§ OBJETIVO 1: Liste todas as pessoas citadas pelo nome no trecho sobre a revisão do Plano Diretor de São Paulo.
§ OBJETIVO 2: Dê continuidade ao trecho sobre a revisão do Plano Diretor de São Paulo, escrevendo a parte que vem depois da última frase.

Representantes da Prefeitura e os vereadores envolvidos na proposta de revisão do Plano Diretor de São Paulo discutem novas alterações no texto final do projeto de lei. O novo substitutivo será publicado no Diário Oficial de quarta-feira, 21, e votado em segunda e definitiva votação na sexta-feira, 23, na Câmara Municipal.
Parte dos itens mais criticados do texto aprovado em 1º turno no Legislativo municipal deve ser alterada e até retirada após conversas que envolverão o prefeito Ricardo Nunes (MDB), o relator Rodrigo Goulart (PSD) e outros interlocutores. Alguns exemplos foram confirmados pela Câmara em coletiva de imprensa no fim da tarde desta segunda-feira, 19, como um recuo na ampliação dos eixos de verticalização da cidade e na criação das chamadas “zonas de concessão”.
O presidente da Câmara, Milton Leite (União Brasil), afirmou que as alterações atendem principalmente às propostas de vereadores e as apresentadas pela população e organizações nas audiências públicas. “Não é um recuo. Estamos fazendo um trabalho de escuta. Não só das audiências, mas das diversas bancadas”, acrescentou Goulart.
Presidente da Comissão de Política Urbana, Rubinho Nunes (União Brasil) destacou que o texto final não será alterado após a publicação, na quarta. “É um acordo firmado pela Casa, por sugestão do Ministério Público, para que não sejam apresentadas emendas (e, se apresentadas, serão rejeitadas na votação)”, afirmou. As audiências públicas ocorrerão na quarta-feira, 21, quinta-feira, 22, e na manhã de sexta-feira, horas antes da aprovação.
O oposição entregou dois substitutivos ao projeto nesta segunda, a fim de que mudanças sejam realizadas no texto final. Em coletiva própria, a bancada do PSOL disse que não descarta novas ações judiciais para barrar a tramitação ou a promulgação do projeto. Também refutou o prazo para a votação e, ainda, criticou o argumento de que as mudanças no texto não são recuos, pois continuam “piorando” o atual Plano Diretor. “É possível que se tenha colocado vários ‘bodes na sala’ para agora tirar alguns e se dizer que se está recuando”, declarou Silvia Ferraro, da Bancada Feminista.

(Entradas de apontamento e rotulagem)

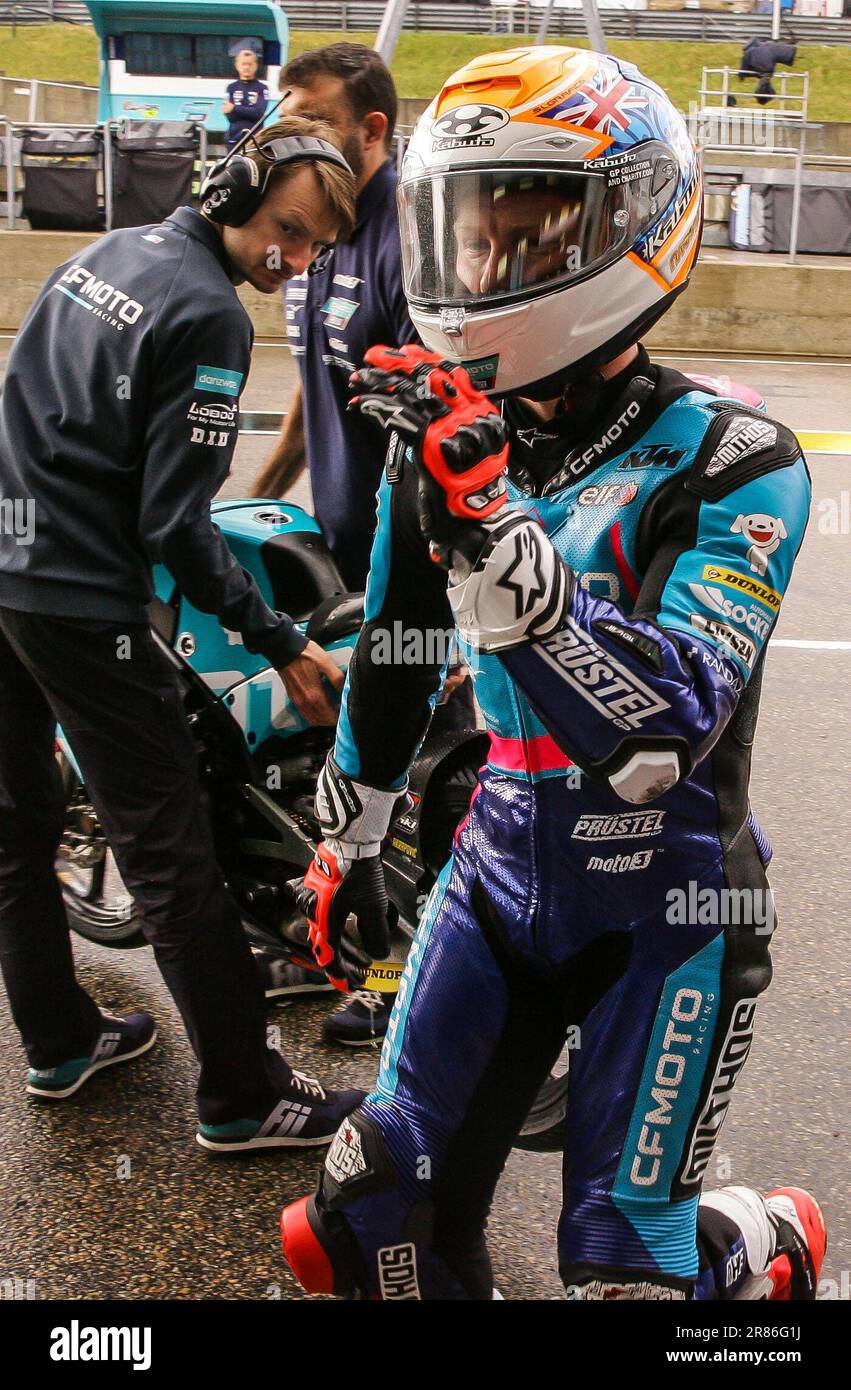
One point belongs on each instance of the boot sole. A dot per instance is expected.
(267, 1141)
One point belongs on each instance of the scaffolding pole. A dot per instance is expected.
(391, 28)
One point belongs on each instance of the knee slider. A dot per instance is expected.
(319, 1250)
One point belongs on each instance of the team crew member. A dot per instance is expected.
(124, 350)
(613, 548)
(248, 97)
(333, 317)
(331, 320)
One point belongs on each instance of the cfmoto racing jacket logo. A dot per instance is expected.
(726, 637)
(102, 299)
(615, 692)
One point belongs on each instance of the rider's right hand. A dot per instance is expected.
(305, 680)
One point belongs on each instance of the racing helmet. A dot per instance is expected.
(551, 211)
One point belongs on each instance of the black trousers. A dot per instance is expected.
(118, 704)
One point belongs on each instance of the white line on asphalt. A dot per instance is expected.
(811, 645)
(748, 362)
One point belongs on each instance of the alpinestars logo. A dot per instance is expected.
(611, 688)
(733, 1055)
(524, 576)
(345, 1158)
(741, 438)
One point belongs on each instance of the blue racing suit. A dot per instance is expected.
(609, 876)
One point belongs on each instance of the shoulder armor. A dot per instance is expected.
(740, 445)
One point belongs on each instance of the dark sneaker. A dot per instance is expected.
(120, 1041)
(306, 1116)
(360, 1019)
(282, 980)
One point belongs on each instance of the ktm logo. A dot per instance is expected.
(654, 456)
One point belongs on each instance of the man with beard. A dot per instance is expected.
(331, 320)
(334, 316)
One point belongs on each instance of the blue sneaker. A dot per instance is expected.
(305, 1116)
(282, 980)
(120, 1041)
(360, 1019)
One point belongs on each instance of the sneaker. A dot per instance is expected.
(306, 1116)
(800, 1246)
(284, 980)
(120, 1041)
(360, 1019)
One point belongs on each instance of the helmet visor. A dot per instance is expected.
(484, 236)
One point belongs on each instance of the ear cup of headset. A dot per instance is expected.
(234, 191)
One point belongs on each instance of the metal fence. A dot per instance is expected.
(484, 18)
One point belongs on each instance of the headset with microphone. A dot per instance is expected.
(235, 188)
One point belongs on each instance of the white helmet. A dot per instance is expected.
(551, 210)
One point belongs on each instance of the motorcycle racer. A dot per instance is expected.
(613, 545)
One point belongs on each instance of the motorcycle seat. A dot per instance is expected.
(335, 617)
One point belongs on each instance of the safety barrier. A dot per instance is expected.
(697, 25)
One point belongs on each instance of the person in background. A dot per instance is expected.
(334, 316)
(331, 320)
(248, 97)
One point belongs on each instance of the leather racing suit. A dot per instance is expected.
(609, 876)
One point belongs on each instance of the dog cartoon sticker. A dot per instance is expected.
(764, 533)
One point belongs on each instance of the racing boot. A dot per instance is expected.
(766, 1248)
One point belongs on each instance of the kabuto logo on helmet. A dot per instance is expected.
(470, 124)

§ RESPOSTA 1:
Ricardo Nunes
Rodrigo Goulart
Milton Leite
Rubinho Nunes
Silvia Ferraro

§ RESPOSTA 2:
Eixos de verticalização aumentam, mas menos do que na proposta anterior
Como o Estadão revelou, o perímetro dos eixos de verticalização da cidade, que ficam nas imediações da rede de transporte, será ampliado no máximo de até 600 metros para até 800 metros das estações de metrô e trem. A proposta anterior, aprovada no Legislativo em maio, era de extensão a até um quilômetro das estações. Há ainda discussão se o recuo será ainda maior.
No que diz respeito ao entorno de corredores de ônibus, o texto aprovado em primeira votação possivelmente será mantido. “No corredor, até pela questão de ter diversos pontos de ônibus, a reclamação não tem sido tanta dessa expansão. Mas nós estamos revendo tudo”, destacou Goulart. Desta forma, o raio de influência de até 300 metros vai passar para até 450 metros.
Quadras próximas da maioria das estações de trem e metrô e de corredores de ônibus são as que mais recebem incentivos municipais atrativos para o mercado imobiliário. Nesses locais, os “eixos” de transporte, há isenções de parte das taxas e aval para edifícios sem limite de altura, por exemplo.
Com o Plano Diretor atual, de 2014, essas áreas passaram a concentrar mais da metade dos apartamentos lançados na cidade. A transformação é maior sobretudo em bairros de classes média e alta, como Brooklin (zona sul), Butantã e Pinheiros (oeste), onde casas, sobrados e outros imóveis mais horizontais e de menor porte têm sido substituídos por prédios altos.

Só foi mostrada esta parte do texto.